#### SOURCE DOCUMENT
Hands On with Amy Devers: Give Your Old Floors a Facelift
We refinished our downstairs hardwood floors when we moved in, but couldn’t afford to do the second floor at the same time. We’re hoping to tackle that soon (um, probably not till next year). Since that’s where we sleep, I’d like to know if there is a more eco/healthy option for floor refinishing than the usual PVC treatment? Our floors are the original 140-year-old yellow pine boards and have unfortunately been stained super dark.
140 years old, nice! Yeah, I wouldn’t want to treat those beautiful old boards with polyurethane, either. Sure, it’s a nice durable finish, but it does have a kind of plastic-y sheen which can look a little artificial—sort of like grandma with a too-taut face-lift. You can get a warmer, more natural looking luster (like grandma after a second honeymoon in Hawaii) with a hardening oil finish. I like WOCA Oil Finishes. They’re VOC free, which means they’re healthy for both you and the planet, plus very durable and easy to maintain because you can spot-treat areas as needed.
The first health concern with refinishing floors is dust. You can rent an orbital floor sander and do it yourself, but even with a vacuum bag attachment there will still be a lot of airborne dust that will get into everything and linger for days after the finishing process is over and you’ve moved your furniture back in. With 140 years on them, who knows how toxic the dust storm could be. I’m a bit asthmatic so if it were me, I would definitely spring for a professional floor finishing service that has a an elaborate dust-extraction system. The other alternative would be to move out of the upstairs for a bit longer, do the sanding yourself, allow a day for it to settle, clean the house top to bottom, sweep and vacuum the hardwood again, and then go over it with a tack cloth to remove the finer particles.

#### EXERCISE DIRECTIONS
Carry the floor-refinishing column forward from the point where it stops. The records are separate material and have no connection to the floor-refinishing column.

#### SUPPLIED INFORMATION

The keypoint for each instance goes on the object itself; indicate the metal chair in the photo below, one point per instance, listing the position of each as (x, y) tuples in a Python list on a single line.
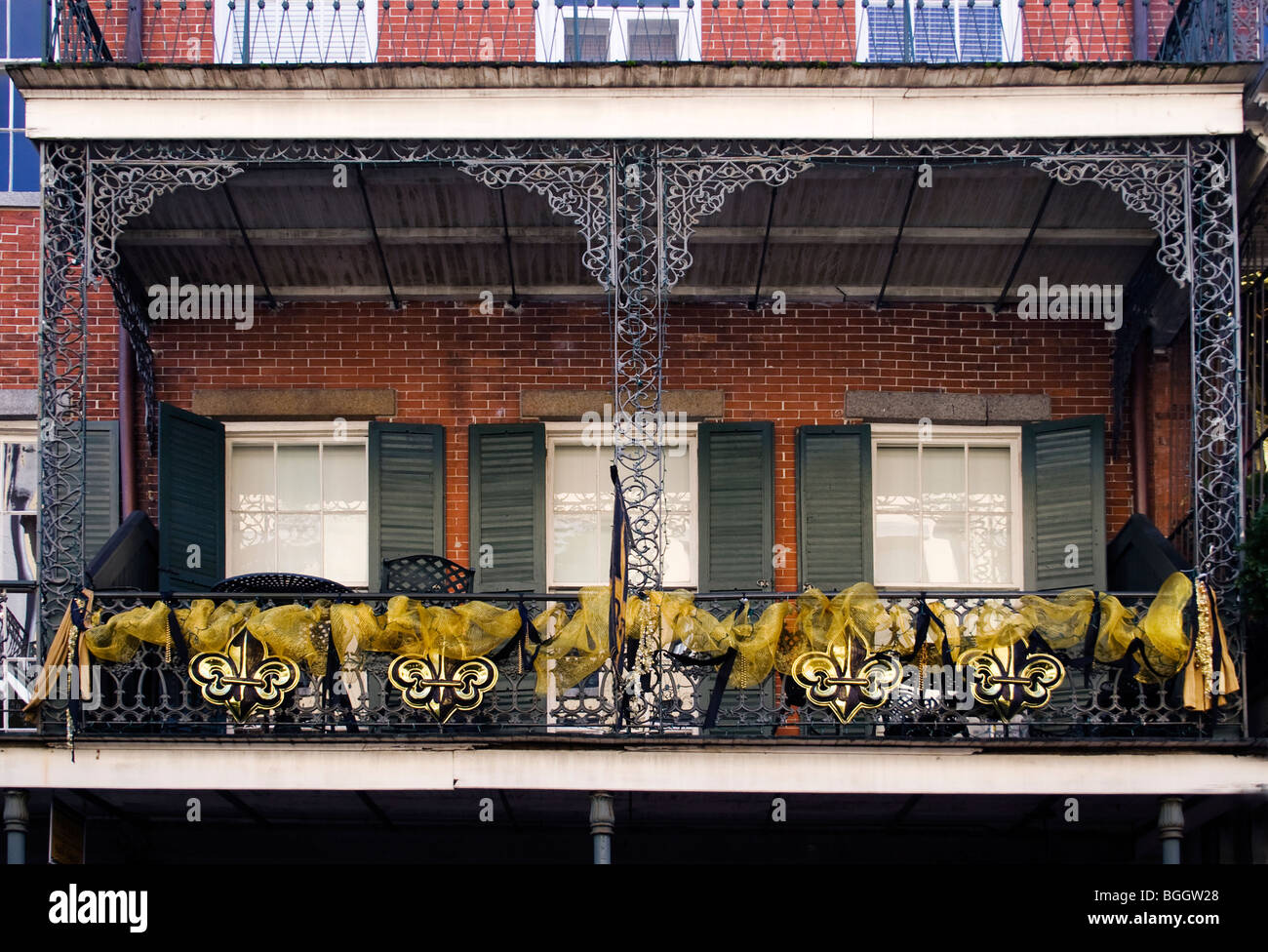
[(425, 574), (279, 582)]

* * *

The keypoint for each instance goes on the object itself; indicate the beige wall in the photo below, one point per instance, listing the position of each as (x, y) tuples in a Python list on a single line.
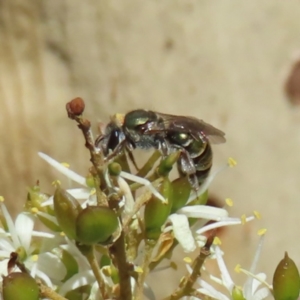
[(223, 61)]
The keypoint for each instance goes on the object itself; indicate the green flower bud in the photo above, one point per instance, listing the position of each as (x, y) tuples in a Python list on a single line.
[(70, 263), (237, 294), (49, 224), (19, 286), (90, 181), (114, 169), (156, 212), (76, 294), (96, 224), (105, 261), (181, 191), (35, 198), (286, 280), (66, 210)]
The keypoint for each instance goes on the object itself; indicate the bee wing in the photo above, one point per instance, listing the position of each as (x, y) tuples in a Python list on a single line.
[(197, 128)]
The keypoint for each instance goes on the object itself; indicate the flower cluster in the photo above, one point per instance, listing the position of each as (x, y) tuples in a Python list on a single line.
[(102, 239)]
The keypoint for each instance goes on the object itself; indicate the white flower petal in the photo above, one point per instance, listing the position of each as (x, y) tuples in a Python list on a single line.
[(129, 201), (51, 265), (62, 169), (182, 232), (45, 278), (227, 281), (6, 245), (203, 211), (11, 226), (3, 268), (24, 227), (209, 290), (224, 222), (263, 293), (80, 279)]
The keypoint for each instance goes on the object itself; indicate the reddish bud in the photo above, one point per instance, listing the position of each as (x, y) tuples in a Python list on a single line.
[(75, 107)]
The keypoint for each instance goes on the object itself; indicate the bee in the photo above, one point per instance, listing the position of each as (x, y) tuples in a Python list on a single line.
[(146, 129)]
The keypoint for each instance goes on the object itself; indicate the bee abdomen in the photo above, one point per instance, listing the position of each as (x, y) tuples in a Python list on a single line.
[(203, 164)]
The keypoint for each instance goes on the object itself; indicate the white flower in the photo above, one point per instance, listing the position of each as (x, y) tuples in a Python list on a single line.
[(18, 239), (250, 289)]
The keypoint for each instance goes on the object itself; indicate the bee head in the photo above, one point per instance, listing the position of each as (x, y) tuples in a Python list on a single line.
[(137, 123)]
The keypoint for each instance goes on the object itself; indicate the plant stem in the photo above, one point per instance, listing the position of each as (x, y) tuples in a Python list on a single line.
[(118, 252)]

* * *

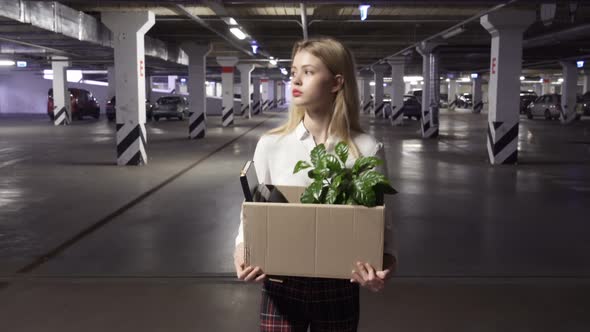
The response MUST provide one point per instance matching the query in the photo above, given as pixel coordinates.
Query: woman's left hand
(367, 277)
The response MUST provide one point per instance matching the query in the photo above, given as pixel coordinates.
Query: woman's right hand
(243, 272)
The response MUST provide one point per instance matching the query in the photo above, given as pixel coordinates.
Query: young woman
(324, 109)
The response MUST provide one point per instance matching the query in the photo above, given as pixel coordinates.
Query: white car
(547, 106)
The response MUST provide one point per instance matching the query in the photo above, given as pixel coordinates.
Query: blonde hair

#### WRITTEN ANSWER
After that, all you need to do to prep the floor is damp mop it with WOCA wood cleaner and let it dry overnight. The next day apply a coat of WOCA Master Oil (available in natural, or a variety of colors) by rolling it on the floor with paint rollers. Let it penetrate for 10 to 20 minutes and then work it in with a floor buffer and a red pad. You can rent one of these, along with the pads. I suggest starting in the least visible areas, like the interiors of closets, so that you can work out any iffyness in your technique before moving on to the real high-visibility areas. And, as usual, try not to paint yourself into a corner.
Give it 5 to 6 hours to dry. Then you’re ready for a coat of WOCA Maintenance paste, applied in the same manner. Your floors will be ready to handle light foot traffic after 5 to 7 hours. After 36 hours you can move your furniture back in, and after about 3 days it will be water resistant and fully cured.